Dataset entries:
________________________

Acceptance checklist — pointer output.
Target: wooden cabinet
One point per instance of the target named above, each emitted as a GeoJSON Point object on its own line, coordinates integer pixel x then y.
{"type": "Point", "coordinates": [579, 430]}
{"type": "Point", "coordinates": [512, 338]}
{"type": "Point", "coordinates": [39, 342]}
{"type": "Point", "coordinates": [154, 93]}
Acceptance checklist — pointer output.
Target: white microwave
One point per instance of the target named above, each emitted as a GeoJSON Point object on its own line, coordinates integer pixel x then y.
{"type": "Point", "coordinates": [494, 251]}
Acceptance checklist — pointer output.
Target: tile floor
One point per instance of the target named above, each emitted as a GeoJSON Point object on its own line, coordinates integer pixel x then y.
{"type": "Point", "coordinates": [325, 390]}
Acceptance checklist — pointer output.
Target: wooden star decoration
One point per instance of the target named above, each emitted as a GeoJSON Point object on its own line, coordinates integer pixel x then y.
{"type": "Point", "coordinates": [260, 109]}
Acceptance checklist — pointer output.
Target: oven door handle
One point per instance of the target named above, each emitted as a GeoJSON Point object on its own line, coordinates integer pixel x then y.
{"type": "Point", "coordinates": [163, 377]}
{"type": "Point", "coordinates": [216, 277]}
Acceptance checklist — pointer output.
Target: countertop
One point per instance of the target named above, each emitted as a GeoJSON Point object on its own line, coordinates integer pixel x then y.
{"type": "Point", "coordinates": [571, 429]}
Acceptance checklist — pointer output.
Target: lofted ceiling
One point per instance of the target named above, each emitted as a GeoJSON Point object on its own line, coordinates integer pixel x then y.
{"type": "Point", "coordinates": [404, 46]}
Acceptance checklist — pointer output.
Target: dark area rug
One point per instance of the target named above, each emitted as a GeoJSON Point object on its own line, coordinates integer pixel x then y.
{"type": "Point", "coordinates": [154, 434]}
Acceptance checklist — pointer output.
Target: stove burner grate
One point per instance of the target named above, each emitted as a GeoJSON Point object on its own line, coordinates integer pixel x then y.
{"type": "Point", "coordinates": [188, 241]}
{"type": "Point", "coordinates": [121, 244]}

________________________

> _About this task_: Reproduce every record above exactly as it appears.

> _Written solution_:
Acceptance checklist — pointer output.
Target: wooden cabinet
One point per instance of the target named above, each emitted as a GeoJSON Point object on its own line, coordinates integer pixel x then y.
{"type": "Point", "coordinates": [579, 430]}
{"type": "Point", "coordinates": [512, 338]}
{"type": "Point", "coordinates": [39, 342]}
{"type": "Point", "coordinates": [154, 93]}
Acceptance checklist — pointer output.
Target: white microwave
One point per instance of the target named above, each emitted as a GeoJSON Point object on its own line, coordinates integer pixel x then y.
{"type": "Point", "coordinates": [494, 251]}
Acceptance checklist — pointer output.
Target: tile floor
One point per instance of the target named above, each emitted as a GeoJSON Point object on its own line, coordinates integer pixel x then y.
{"type": "Point", "coordinates": [325, 390]}
Acceptance checklist — pointer output.
Target: wooden star decoration
One point per instance of the target named above, each emitted as a GeoJSON Point object on its own line, coordinates integer pixel x then y.
{"type": "Point", "coordinates": [260, 109]}
Acceptance checklist — pointer output.
Target: oven door handle
One point per instance of the target named above, each emitted as a GeoJSON Point object on its own line, coordinates integer pixel x then y.
{"type": "Point", "coordinates": [163, 377]}
{"type": "Point", "coordinates": [216, 277]}
Acceptance checklist — pointer output.
Target: countertop
One point per instance of the target named above, each emitted as a GeoJSON Point object on its own line, coordinates integer pixel x then y.
{"type": "Point", "coordinates": [571, 429]}
Acceptance checklist — pointer output.
Target: lofted ceiling
One point per instance of the target named above, each emitted as a GeoJSON Point object on its own line, coordinates integer pixel x then y.
{"type": "Point", "coordinates": [404, 46]}
Acceptance checklist — pointer output.
Target: dark area rug
One point per instance of the target named above, each emitted as a GeoJSON Point object on its own line, coordinates integer pixel x then y.
{"type": "Point", "coordinates": [154, 434]}
Acceptance checklist — pointer output.
Target: stove burner grate
One point per instance of the target named above, each emitted as a GeoJSON Point object on its own line, coordinates integer pixel x then y.
{"type": "Point", "coordinates": [188, 241]}
{"type": "Point", "coordinates": [121, 244]}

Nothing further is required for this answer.